Stored data

───

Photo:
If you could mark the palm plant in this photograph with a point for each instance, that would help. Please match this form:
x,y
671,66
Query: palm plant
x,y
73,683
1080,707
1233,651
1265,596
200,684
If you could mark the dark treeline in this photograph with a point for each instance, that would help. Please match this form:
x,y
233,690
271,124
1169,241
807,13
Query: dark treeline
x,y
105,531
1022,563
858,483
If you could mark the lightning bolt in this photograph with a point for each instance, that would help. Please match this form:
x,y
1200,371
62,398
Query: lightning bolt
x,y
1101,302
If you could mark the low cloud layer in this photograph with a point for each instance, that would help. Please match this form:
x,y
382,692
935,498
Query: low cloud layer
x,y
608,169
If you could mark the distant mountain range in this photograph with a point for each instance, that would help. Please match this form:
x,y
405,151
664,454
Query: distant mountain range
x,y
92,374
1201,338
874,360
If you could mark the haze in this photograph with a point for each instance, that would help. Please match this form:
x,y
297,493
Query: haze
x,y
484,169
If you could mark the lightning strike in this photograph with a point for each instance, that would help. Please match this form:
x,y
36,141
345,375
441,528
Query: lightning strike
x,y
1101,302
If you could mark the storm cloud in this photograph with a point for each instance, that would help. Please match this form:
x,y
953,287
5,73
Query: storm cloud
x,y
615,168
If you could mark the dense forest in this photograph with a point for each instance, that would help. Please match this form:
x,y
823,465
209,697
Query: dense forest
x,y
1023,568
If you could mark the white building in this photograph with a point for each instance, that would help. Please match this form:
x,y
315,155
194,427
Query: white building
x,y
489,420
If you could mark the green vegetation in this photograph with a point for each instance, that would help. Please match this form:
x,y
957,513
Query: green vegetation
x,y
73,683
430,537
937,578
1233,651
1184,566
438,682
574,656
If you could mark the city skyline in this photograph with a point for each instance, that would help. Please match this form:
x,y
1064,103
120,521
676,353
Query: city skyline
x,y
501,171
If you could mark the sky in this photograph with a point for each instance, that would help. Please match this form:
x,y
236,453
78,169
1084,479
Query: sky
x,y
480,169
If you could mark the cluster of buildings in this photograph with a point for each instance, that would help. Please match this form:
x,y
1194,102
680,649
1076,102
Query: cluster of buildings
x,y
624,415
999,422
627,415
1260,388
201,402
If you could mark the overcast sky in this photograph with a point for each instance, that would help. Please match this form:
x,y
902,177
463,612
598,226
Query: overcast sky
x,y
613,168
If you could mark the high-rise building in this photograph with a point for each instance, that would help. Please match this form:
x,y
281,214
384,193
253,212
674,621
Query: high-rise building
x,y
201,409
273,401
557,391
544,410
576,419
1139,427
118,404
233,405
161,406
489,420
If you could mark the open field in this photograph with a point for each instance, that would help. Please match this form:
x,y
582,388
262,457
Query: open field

───

◆ **Problem**
The entries must all be transcribed exactly.

◆ **Answer space**
Photo:
If you could mark the palm plant in this photograph with a point for each instance, that would help. Please match this form:
x,y
671,66
Query: palm plant
x,y
73,683
1080,707
1233,651
1265,596
200,684
If you could mark the dark treeline in this photograph with a point for each instance, that would help. Please match this form:
x,y
233,690
271,124
1169,241
807,13
Query: dark treeline
x,y
105,531
1022,563
858,483
If you could mark the lightning bolt in this photograph with a point for each instance, that would help. Please match this form:
x,y
1200,371
62,398
Query: lightning bolt
x,y
1101,302
If you could mark the low cloud layer in this photograph with a point for each instance, that would help. Please match this form:
x,y
382,692
935,498
Query: low cloud layer
x,y
608,169
If you could mark the distant mountain range in this photograph with a point for each instance, that would help. Please match this form:
x,y
405,151
664,454
Query: distant mountain range
x,y
92,374
1201,338
874,360
If you could mark the haze in this photograph with a point for each instance, that would help. Please match this form:
x,y
297,493
Query: haze
x,y
484,169
If you could mark the lightning strike in this photograph with a point for each instance, that would help. Please match this form:
x,y
36,141
345,375
441,528
Query: lightning strike
x,y
1101,302
If you could mark the storm cloud in this photograph with a point for each instance, that would help. Please match this form:
x,y
953,287
5,73
Query: storm cloud
x,y
615,168
If you could mark the dense forest in this photograph with a point for each instance, that would help. Please match this form:
x,y
823,465
209,697
Query: dense forest
x,y
1023,568
If you could mark the white building in this photograph with a point for each instance, that would help. Please match this form:
x,y
315,155
194,427
Query: white building
x,y
489,420
If you could mark the green vegetation in this photograph with a point for each instance, that would help. Please match this form:
x,y
957,513
Query: green vegetation
x,y
73,683
430,537
937,578
1233,651
1184,566
438,682
574,656
If you could mark the city skyline in this photograph with a point for each instance, that would help. Please match this form:
x,y
1064,103
120,521
676,353
Query: city skyline
x,y
501,171
If you could mark the sky in this photograph with a point for each instance, that would help. Please match this form:
x,y
236,453
78,169
1084,479
Query: sky
x,y
480,169
If you could mark the cluster of buildings in this photograph with a point for each instance, that would help. Please match this form:
x,y
1194,102
680,649
1076,102
Query: cluster of buildings
x,y
624,415
999,422
627,415
1260,388
201,402
If you could mark the overcast sky in this photograph with a point for each instance, that would help. Please match this form:
x,y
902,177
463,612
598,226
Query: overcast sky
x,y
613,168
If you could mark the high-rise building in this photograph with a point for each instance, that would help. Please match this form:
x,y
281,214
384,193
253,212
674,621
Query: high-rise building
x,y
201,409
273,401
557,391
544,410
576,419
1139,427
118,404
233,405
161,406
489,420
If you could mark the open field in this photograph with a point for each instance, that would help. Please match this form:
x,y
582,388
262,457
Query: open field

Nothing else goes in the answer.